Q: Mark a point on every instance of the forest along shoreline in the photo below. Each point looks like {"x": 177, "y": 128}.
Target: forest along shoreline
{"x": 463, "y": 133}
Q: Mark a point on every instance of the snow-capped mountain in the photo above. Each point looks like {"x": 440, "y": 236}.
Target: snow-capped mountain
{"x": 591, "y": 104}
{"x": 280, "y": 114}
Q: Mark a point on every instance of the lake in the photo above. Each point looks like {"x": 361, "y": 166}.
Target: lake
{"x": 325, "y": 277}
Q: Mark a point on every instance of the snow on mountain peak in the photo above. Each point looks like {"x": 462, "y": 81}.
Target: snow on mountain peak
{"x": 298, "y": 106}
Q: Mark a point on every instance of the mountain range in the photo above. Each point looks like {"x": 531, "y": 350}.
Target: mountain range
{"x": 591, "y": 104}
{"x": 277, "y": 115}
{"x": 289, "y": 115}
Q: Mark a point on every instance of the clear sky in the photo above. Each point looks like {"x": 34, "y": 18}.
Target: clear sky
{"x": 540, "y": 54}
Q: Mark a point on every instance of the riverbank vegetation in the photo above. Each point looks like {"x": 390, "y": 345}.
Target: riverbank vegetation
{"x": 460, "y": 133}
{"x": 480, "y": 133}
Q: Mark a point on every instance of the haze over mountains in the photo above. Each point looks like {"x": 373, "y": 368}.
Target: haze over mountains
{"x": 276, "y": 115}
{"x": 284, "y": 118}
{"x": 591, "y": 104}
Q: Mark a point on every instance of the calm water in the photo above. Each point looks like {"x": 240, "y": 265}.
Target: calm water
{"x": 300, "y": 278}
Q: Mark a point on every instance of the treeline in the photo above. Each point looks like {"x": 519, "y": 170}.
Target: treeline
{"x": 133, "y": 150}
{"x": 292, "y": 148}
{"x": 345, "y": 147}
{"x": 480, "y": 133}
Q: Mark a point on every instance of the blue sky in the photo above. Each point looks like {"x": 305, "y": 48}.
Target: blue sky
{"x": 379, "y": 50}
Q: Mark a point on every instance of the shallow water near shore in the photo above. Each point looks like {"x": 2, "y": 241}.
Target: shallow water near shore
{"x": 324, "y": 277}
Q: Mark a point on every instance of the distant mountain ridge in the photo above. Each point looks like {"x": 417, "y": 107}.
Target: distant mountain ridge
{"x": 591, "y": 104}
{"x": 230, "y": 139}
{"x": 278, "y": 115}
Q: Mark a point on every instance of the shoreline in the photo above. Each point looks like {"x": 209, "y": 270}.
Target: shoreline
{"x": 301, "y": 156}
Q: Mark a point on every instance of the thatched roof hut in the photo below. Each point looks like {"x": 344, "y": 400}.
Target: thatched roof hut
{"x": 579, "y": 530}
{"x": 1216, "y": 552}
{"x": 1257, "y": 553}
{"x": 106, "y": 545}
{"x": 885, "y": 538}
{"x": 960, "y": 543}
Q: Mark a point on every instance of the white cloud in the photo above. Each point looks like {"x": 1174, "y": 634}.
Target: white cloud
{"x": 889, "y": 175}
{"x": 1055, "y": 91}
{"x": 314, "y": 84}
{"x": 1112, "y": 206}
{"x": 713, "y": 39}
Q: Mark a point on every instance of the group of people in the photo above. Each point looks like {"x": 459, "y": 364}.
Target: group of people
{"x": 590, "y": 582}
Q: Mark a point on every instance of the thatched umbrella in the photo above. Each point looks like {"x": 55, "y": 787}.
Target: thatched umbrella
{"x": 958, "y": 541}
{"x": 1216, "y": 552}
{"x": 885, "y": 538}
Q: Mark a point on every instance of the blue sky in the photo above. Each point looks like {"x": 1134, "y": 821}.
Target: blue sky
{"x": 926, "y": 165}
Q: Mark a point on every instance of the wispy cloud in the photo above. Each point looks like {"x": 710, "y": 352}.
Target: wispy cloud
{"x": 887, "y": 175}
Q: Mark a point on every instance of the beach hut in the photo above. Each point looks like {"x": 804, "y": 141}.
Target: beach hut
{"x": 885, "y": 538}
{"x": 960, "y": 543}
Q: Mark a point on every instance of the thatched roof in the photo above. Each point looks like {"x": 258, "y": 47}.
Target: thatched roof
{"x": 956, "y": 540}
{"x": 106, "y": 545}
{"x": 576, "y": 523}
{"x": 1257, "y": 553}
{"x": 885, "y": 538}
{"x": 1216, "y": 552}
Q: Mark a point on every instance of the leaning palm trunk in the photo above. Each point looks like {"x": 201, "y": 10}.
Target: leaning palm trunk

====

Short task. Starting at the line that contains "Q: Mark a point on every instance of the group", repeat each line exactly through the last one in the listing. Include both of those lines and nothing more.

Result for this exercise.
Q: Mark a point on every instance of the group of people in the photo above. Each point looks like {"x": 459, "y": 364}.
Target: group of people
{"x": 590, "y": 582}
Q: Mark a point on every instance of the thatched umbrella in the photo above. Each point looks like {"x": 55, "y": 787}.
Target: thatched umbrella
{"x": 958, "y": 541}
{"x": 1216, "y": 552}
{"x": 885, "y": 538}
Q: Mark a point on every instance of the blue sky in the photo above. Each point looks like {"x": 1134, "y": 821}.
Target: blue sky
{"x": 926, "y": 165}
Q: Mark a point on every instance of the wispy cloud in the photo above. Each point looks like {"x": 710, "y": 352}.
Target: wispy cloud
{"x": 887, "y": 175}
Q: Mark a point on every instance of the beach hut in the photo above. Each point looks like {"x": 804, "y": 141}.
Target: beach hut
{"x": 885, "y": 538}
{"x": 960, "y": 543}
Q: Mark a point on every instance of the thatched roof in the photo above. Each point looks like {"x": 258, "y": 47}.
Target: thatched roof
{"x": 956, "y": 540}
{"x": 106, "y": 545}
{"x": 576, "y": 523}
{"x": 1257, "y": 553}
{"x": 885, "y": 538}
{"x": 1216, "y": 552}
Q: Mark a point on every instance of the leaning palm trunk in the photo above. Each point looks like {"x": 201, "y": 10}.
Target: leaning palm trunk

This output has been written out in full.